[Begin]
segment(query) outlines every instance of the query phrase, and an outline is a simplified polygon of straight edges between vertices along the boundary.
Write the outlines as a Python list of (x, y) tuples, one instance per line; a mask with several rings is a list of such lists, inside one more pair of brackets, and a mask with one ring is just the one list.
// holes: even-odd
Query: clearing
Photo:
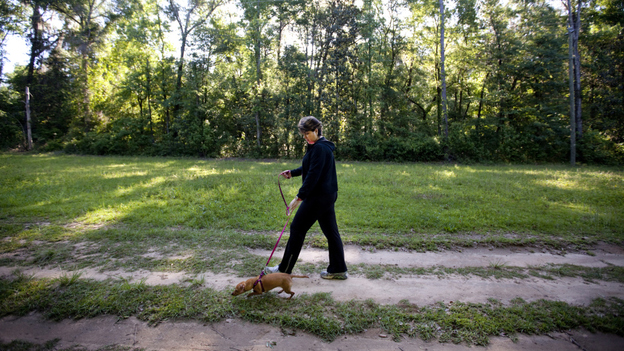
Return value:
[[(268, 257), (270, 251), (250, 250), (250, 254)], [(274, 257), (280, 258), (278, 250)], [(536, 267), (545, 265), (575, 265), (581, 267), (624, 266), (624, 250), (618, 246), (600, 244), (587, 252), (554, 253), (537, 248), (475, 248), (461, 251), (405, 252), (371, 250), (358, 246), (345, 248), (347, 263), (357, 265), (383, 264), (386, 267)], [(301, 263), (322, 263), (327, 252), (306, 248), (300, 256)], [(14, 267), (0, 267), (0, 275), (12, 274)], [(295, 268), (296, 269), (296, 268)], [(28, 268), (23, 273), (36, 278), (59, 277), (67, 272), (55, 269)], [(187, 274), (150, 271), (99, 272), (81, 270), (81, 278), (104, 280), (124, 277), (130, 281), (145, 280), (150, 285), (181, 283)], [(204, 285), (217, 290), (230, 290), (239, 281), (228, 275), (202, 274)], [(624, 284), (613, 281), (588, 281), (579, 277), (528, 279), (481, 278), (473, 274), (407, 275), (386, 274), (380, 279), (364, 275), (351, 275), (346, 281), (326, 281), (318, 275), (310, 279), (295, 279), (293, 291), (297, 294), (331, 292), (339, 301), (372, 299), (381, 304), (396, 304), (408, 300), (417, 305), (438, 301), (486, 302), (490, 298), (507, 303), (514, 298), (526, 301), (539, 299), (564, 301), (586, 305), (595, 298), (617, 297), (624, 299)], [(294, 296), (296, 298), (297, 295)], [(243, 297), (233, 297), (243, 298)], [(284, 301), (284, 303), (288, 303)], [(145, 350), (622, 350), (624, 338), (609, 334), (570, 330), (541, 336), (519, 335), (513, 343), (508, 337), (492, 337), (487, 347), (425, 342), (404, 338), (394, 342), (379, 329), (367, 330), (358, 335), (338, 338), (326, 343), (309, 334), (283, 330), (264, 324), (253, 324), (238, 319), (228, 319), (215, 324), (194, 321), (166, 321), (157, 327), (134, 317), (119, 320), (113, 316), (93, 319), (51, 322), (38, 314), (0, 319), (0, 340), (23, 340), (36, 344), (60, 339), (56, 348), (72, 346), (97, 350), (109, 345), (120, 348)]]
[End]
REQUIREMENTS -> Pictures are to be left out; the records above must be repeated word for word.

RESPONSE TO THIS EXERCISE ->
segment(query) outlines every instance of the query phrase, and an outline is a simplified polygon of straight edges between vertices along the boundary.
Write the outlines as a Python list of (x, y) tuples, one instance per line; a mask with several rings is a list of such lists, inside one more pair of brackets, and a mask with one ring is just the one list.
// holes: even-odd
Query: clearing
Photo:
Return value:
[[(268, 257), (270, 251), (250, 250), (250, 254)], [(274, 257), (280, 258), (278, 250)], [(536, 267), (545, 265), (575, 265), (581, 267), (624, 266), (624, 250), (618, 246), (600, 244), (587, 252), (554, 253), (537, 248), (475, 248), (461, 251), (405, 252), (371, 250), (358, 246), (345, 248), (347, 263), (357, 265), (383, 264), (386, 267)], [(301, 263), (322, 263), (327, 252), (306, 248), (300, 256)], [(14, 267), (0, 267), (0, 275), (12, 274)], [(295, 268), (296, 269), (296, 268)], [(28, 268), (23, 273), (36, 278), (59, 277), (67, 272), (55, 269)], [(187, 274), (150, 271), (99, 272), (81, 270), (81, 278), (104, 280), (124, 277), (130, 281), (145, 280), (150, 285), (181, 283)], [(204, 285), (217, 290), (230, 290), (239, 281), (228, 275), (202, 274)], [(624, 284), (613, 281), (588, 281), (579, 277), (528, 279), (481, 278), (473, 274), (407, 275), (386, 274), (380, 279), (364, 275), (351, 275), (346, 281), (326, 281), (318, 275), (310, 279), (295, 279), (293, 291), (297, 294), (331, 292), (339, 301), (372, 299), (381, 304), (396, 304), (408, 300), (417, 305), (438, 301), (486, 302), (490, 298), (507, 303), (514, 298), (526, 301), (539, 299), (564, 301), (586, 305), (595, 298), (617, 297), (624, 299)], [(294, 296), (296, 298), (297, 295)], [(243, 297), (233, 297), (243, 298)], [(284, 301), (284, 303), (288, 303)], [(145, 350), (622, 350), (624, 338), (609, 334), (570, 330), (541, 336), (519, 335), (513, 343), (508, 337), (492, 337), (487, 347), (425, 342), (404, 338), (394, 342), (379, 329), (367, 330), (358, 335), (338, 338), (326, 343), (309, 334), (283, 330), (264, 324), (253, 324), (238, 319), (228, 319), (215, 324), (194, 321), (166, 321), (157, 327), (134, 317), (119, 320), (113, 316), (93, 319), (51, 322), (38, 314), (0, 319), (0, 340), (23, 340), (36, 344), (60, 339), (56, 348), (72, 346), (97, 350), (109, 345), (120, 348)]]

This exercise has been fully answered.